* _Instructions to follow_
Restate the following entries exactly. Keep the pictures out.

Dataset records
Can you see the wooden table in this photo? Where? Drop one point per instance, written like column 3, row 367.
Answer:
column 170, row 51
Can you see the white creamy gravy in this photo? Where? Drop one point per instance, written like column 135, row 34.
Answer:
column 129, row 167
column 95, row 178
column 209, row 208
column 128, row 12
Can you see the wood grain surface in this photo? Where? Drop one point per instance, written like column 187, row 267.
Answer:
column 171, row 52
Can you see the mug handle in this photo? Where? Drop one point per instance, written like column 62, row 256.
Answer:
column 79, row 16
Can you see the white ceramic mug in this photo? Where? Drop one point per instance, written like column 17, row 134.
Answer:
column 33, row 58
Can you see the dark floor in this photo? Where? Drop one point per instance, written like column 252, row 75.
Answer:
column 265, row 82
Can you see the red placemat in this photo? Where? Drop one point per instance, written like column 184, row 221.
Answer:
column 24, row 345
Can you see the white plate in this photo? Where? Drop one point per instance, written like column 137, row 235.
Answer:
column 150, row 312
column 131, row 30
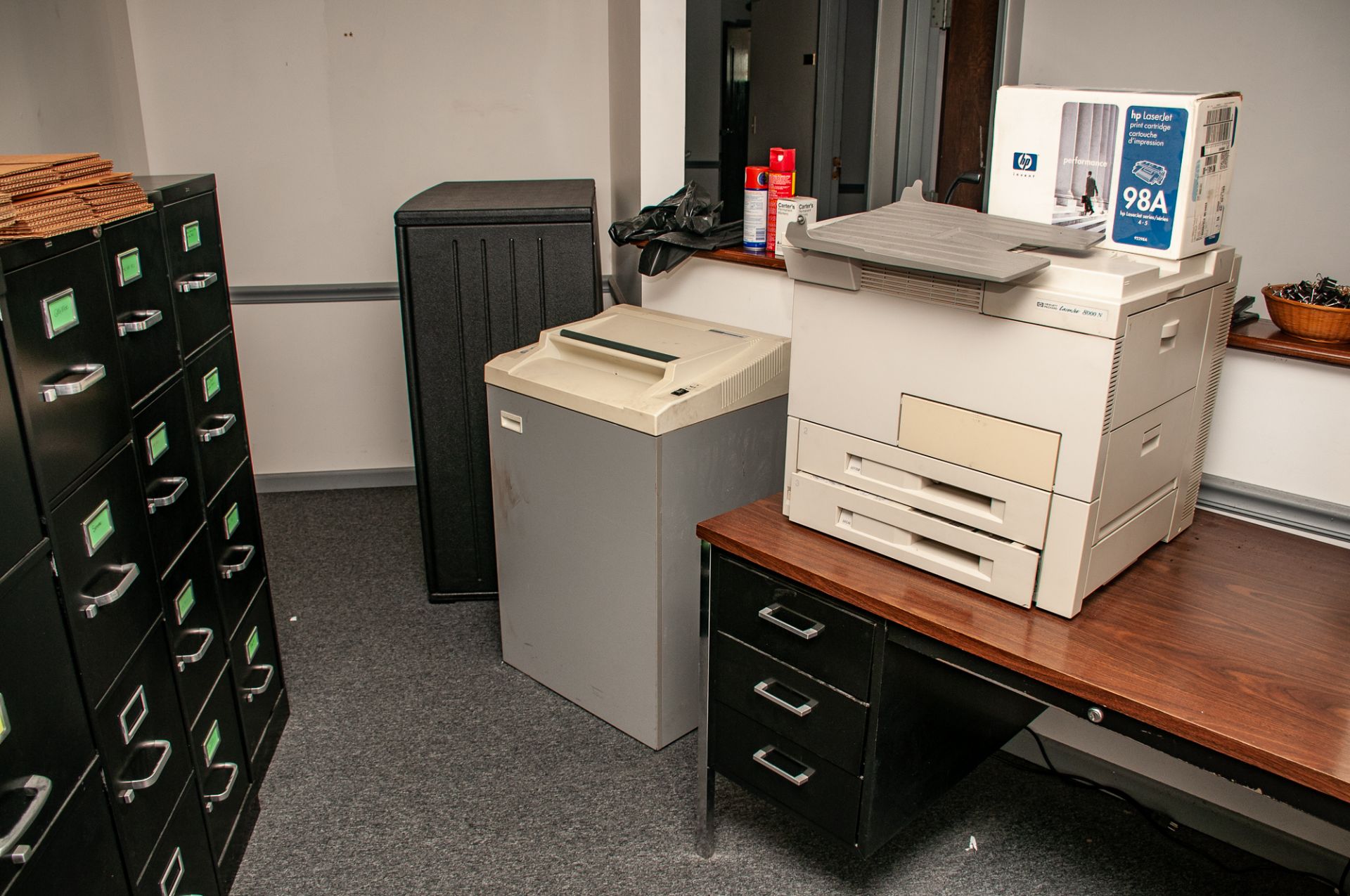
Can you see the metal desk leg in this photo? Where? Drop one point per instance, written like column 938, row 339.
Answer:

* _Exercise output_
Can you see the wooden table in this photo? Where? Drop one point per instance, written like column 3, row 367.
Answer:
column 170, row 51
Can you see the white creamy gravy in this photo? Where? Drop one point per instance, written like column 135, row 34.
Answer:
column 129, row 167
column 95, row 178
column 209, row 208
column 128, row 12
Can you see the wood grain surface in this photo? Where? Drop one point per instance, written like column 187, row 267.
Answer:
column 171, row 52
Can you see the mug handle in this photo? Where? Drop one point per instance, written like column 62, row 256.
Answer:
column 79, row 16
Can you see the white ceramic mug in this photo? Where? Drop one point per instance, written like column 17, row 134.
Answer:
column 33, row 58
Can you see the dark floor in this photo? Where? Drop one point per instance, written like column 252, row 75.
Answer:
column 265, row 82
Can you see the red placemat in this photo? Where? Drop one point per instance, written like column 184, row 221.
Answer:
column 24, row 345
Can you see the white plate in this photo? Where? Drop one point per instance, written like column 137, row 235.
Answer:
column 150, row 312
column 131, row 30
Can you see the metal desk leg in this photo? Where? Drop one point per instance, written like column 938, row 339.
Answer:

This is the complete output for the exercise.